_TASK OBJECTIVE_
In the plant profile below, translate this sentence into Spanish: "Daviesia squarrosa was first formally described in 1805 by James Edward Smith in his book Annals of Botany."

_PAGE EXCERPT_
Species of flowering plant

Daviesia squarrosa is a species of flowering plant in the family Fabaceae and is endemic to eastern Australia. It is a slender shrub with crowded, heart-shaped phyllodes with a long-tapering tip, and yellow and red flowers.

==Description==
Daviesia squarrosa is a slender shrub that typically grows to a height of up to 1.5 m and has short, bristly hairs on the branchlets. The phyllodes are crowded, heart-shaped or egg-shaped, 4–12 mm long and 0.5–10 mm wide with a long, tapering tip. The flowers are arranged singly or in paris in leaf axils on a peduncle 0.5–1 mm long, each flower on a pedicel 3.5–12 mm long. The sepals are 2.5–3.0 mm long and joined at the base, the upper two lobes joined for most of their length and the lower three 0.5–1 mm long. The standard petal is egg-shaped, yellow with red markings and a bright yellow centre, 5.5–5.6 mm long and 6.6–7.2 mm wide. The wings are 4.5–5.5 mm long and red, sometimes with a yellow tip, the keel about 4.5 mm long and red, sometimes with a yellow tip. Flowering occurs from July October and the fruit is a flattened
triangular pod 6–9 mm long.

==Taxonomy and naming==
Daviesia squarrosa was first formally described in 1805 by James Edward Smith in his book Annals of Botany. The specific epithet (squarrosa) means "thickly crowded and rigid", referring to the leaves.

==Distribution==
This species of pea grows in forest, mainly in near-coastal areas, from south-east Queensland to the Tuross River in New South Wales, but also as far inland as the Megalong Valley and Goulburn.

_Dataset items_
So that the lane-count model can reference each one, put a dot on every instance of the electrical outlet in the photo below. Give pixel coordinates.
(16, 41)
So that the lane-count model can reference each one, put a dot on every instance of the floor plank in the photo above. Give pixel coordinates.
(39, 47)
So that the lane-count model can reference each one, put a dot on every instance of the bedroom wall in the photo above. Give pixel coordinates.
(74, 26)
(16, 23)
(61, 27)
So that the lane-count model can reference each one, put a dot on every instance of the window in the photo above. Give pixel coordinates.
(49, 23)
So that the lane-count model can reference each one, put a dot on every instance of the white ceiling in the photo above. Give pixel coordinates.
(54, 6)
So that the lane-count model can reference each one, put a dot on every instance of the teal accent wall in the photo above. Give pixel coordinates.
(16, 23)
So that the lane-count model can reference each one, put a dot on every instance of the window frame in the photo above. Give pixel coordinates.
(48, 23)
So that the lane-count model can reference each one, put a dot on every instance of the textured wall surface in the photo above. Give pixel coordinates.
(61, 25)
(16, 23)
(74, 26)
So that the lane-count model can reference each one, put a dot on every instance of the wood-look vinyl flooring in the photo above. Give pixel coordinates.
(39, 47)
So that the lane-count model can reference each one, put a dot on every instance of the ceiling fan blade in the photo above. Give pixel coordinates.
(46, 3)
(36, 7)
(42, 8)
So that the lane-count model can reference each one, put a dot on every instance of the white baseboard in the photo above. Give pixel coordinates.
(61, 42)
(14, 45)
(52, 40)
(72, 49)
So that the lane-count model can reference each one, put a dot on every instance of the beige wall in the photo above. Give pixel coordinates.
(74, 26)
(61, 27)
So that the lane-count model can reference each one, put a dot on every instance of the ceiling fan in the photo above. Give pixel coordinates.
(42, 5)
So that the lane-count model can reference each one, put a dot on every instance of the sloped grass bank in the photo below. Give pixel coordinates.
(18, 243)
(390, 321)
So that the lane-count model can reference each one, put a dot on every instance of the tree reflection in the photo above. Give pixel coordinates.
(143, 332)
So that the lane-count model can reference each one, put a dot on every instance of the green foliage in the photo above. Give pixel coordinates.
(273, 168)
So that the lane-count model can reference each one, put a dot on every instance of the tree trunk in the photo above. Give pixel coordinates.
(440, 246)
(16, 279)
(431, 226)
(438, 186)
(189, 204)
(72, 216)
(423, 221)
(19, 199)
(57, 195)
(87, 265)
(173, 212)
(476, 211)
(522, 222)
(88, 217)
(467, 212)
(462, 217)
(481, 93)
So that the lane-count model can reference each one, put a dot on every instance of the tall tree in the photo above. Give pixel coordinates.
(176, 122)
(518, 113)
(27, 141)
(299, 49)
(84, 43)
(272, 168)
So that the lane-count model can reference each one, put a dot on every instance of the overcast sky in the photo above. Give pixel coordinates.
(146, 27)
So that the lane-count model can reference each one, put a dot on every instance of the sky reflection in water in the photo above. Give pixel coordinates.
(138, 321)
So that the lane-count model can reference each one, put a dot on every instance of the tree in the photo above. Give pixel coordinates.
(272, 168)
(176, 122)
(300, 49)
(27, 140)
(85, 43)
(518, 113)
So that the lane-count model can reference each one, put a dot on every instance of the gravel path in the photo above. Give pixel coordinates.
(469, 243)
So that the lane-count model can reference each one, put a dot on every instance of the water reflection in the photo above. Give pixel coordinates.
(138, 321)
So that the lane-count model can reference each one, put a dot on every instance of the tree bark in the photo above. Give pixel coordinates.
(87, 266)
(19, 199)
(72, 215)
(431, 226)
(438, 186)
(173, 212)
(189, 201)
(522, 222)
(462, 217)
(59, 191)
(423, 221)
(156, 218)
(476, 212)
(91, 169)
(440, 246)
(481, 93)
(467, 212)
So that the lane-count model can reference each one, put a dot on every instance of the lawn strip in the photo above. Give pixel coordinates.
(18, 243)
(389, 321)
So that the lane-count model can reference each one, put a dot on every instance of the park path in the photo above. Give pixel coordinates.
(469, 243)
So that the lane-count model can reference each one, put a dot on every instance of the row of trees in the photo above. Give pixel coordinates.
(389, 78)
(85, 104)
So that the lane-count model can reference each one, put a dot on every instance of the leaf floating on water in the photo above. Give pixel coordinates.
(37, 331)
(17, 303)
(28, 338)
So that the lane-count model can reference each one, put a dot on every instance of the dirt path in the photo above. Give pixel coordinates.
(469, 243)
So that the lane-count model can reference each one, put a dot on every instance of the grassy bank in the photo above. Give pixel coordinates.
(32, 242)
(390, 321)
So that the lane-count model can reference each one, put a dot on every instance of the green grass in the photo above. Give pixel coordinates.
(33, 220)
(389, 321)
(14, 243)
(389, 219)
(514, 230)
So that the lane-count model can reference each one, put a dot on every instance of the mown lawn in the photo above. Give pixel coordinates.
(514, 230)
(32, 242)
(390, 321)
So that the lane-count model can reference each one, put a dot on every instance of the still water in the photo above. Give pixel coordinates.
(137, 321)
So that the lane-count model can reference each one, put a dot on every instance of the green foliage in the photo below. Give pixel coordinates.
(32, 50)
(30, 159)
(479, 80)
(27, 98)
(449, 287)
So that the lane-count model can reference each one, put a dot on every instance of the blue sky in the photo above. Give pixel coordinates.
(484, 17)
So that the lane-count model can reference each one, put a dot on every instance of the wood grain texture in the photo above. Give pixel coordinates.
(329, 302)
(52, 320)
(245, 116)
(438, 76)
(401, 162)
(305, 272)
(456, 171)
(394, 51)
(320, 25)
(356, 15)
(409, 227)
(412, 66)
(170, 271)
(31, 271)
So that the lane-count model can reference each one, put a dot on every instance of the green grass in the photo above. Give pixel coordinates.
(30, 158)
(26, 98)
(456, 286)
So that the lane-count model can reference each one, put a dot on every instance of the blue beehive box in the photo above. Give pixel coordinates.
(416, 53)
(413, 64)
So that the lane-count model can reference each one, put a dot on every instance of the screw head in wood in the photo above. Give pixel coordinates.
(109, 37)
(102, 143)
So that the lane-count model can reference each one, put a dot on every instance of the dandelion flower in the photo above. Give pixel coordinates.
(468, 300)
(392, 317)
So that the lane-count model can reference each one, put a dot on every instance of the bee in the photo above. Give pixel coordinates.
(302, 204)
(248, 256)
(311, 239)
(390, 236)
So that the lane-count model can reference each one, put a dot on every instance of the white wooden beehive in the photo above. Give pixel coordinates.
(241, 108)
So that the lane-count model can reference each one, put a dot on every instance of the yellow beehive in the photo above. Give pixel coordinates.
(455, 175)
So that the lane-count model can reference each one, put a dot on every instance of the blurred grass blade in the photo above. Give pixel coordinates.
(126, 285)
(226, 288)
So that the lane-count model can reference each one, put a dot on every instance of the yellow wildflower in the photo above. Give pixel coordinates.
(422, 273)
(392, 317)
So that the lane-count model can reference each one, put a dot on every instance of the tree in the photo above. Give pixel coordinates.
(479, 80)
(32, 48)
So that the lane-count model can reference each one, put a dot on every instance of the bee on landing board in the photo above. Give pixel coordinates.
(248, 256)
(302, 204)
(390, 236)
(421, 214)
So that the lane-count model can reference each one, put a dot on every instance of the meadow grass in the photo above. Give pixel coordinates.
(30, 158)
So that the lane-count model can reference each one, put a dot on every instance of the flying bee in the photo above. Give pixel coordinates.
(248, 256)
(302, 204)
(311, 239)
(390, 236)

_PROBLEM SOLUTION_
Daviesia squarrosa fue descrita formalmente por primera vez en 1805 por James Edward Smith en su libro Annals of Botany.